* TASK TO CARRY OUT *
Reproduce verbatim the rows below, from the line containing "The pointer SHOULD return, for each instance of the paper" through the line containing "[[67, 188], [327, 124], [170, 214]]", including both of those lines and nothing else.

* INPUT FOR THIS TASK *
◆ ◆ ◆ ◆ ◆

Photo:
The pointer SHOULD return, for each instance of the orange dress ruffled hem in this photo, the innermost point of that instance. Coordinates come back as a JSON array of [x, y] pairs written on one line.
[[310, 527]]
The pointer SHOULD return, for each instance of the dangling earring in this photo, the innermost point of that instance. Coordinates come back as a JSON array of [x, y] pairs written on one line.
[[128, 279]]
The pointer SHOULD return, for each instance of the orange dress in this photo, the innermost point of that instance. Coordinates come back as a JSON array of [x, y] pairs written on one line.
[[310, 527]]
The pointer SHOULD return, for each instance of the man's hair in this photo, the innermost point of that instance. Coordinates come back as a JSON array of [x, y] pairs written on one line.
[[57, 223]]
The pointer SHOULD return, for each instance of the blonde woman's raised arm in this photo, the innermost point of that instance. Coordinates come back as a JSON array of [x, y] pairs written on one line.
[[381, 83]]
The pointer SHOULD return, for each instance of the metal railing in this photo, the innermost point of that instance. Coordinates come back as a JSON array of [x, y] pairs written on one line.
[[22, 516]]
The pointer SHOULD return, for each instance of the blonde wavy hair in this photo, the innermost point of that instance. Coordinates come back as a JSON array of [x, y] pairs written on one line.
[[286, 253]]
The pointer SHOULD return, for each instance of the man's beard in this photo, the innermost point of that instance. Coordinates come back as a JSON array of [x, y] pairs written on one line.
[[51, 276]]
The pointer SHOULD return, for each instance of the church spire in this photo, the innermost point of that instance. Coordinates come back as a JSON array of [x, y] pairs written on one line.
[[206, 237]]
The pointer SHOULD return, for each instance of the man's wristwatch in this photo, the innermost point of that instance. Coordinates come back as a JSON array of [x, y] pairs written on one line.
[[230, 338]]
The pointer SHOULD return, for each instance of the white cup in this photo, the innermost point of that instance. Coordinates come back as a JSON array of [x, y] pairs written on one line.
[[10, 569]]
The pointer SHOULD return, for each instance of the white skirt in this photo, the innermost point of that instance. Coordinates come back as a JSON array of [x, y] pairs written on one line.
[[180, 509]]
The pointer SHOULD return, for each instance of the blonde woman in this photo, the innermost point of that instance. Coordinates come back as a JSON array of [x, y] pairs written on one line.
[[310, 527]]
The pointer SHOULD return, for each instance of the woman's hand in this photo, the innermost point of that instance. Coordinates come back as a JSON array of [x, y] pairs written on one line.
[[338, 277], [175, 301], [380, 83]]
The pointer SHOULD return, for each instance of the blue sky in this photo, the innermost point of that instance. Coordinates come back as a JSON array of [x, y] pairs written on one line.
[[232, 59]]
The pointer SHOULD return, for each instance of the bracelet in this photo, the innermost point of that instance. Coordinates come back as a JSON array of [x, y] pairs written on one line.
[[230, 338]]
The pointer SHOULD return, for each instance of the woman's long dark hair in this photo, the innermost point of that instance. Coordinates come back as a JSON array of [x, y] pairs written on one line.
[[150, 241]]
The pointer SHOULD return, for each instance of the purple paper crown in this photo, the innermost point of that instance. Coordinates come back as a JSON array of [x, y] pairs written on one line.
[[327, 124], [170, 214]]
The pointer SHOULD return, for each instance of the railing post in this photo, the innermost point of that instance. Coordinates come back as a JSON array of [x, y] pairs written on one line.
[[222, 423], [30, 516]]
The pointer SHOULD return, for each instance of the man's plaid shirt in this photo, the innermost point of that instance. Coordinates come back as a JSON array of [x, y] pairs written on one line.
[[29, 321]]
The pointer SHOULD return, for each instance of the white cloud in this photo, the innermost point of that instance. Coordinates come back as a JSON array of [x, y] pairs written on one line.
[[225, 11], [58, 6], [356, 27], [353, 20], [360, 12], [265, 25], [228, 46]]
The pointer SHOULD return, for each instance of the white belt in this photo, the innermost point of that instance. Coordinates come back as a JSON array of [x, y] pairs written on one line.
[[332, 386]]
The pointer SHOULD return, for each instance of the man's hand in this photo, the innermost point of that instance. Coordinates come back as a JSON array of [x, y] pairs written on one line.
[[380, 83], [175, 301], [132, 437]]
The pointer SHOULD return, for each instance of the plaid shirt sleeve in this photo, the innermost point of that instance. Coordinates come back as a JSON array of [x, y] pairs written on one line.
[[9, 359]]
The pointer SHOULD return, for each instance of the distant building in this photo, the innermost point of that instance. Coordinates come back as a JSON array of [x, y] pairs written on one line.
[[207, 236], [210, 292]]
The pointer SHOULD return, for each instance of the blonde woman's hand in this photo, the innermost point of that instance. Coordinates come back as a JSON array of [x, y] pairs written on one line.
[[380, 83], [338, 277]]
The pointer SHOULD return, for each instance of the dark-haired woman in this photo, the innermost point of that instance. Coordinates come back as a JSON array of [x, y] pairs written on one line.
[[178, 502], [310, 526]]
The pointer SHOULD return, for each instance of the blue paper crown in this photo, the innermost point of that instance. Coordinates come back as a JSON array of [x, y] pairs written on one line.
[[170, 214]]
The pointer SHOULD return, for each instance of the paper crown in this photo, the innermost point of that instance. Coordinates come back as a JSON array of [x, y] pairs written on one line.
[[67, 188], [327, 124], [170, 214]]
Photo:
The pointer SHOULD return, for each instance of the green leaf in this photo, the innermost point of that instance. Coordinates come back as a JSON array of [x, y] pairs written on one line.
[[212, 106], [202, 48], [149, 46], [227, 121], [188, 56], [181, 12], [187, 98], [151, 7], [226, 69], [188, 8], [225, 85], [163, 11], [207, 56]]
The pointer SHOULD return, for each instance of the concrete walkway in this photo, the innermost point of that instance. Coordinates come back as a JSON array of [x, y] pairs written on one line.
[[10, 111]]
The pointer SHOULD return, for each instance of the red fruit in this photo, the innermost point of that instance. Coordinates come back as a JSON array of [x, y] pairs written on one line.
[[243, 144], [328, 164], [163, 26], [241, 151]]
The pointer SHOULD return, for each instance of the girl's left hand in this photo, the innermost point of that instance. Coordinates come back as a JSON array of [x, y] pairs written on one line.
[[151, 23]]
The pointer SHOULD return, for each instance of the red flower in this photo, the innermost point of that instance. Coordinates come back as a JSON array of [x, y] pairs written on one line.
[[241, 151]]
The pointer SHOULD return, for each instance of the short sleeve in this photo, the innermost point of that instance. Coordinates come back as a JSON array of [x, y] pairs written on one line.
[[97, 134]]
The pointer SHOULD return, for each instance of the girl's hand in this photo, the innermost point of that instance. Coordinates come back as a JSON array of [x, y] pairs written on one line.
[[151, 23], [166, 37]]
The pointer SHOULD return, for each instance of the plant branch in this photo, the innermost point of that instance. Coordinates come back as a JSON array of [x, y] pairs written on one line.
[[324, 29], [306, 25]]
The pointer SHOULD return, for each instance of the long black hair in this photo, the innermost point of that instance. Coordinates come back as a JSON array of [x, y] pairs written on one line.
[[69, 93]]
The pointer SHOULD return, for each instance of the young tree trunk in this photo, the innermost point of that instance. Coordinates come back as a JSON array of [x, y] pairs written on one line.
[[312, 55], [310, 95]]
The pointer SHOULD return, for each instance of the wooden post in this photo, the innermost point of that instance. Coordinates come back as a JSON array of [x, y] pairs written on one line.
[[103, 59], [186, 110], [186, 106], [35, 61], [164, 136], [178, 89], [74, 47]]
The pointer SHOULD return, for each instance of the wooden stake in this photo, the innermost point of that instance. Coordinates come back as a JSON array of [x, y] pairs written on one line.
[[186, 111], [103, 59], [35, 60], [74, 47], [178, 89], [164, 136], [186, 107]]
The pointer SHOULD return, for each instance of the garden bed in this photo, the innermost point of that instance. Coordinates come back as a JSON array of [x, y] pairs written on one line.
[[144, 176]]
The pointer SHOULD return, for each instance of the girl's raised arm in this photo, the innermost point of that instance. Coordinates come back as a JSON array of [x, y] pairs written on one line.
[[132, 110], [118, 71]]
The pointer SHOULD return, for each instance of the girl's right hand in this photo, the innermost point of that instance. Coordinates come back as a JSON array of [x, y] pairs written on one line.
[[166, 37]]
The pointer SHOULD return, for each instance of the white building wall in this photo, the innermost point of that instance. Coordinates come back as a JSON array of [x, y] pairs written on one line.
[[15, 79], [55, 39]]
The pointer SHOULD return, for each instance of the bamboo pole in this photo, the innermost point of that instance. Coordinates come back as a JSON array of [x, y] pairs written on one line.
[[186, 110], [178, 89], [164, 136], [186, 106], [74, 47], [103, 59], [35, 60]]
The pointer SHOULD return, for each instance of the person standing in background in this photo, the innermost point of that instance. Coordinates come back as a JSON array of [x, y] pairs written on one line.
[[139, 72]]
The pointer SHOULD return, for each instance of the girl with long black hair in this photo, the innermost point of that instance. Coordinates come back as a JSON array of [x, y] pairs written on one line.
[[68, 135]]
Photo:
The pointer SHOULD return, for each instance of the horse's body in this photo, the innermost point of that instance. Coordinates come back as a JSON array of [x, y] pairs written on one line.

◆ ◆ ◆ ◆ ◆

* ANSWER TO THE TASK *
The pointer SHOULD return, for each instance of the paper crown in this photo, the innermost point of that instance. Coordinates come back as a JSON array of [x, y] pairs written on one line.
[[67, 188], [327, 124], [170, 214]]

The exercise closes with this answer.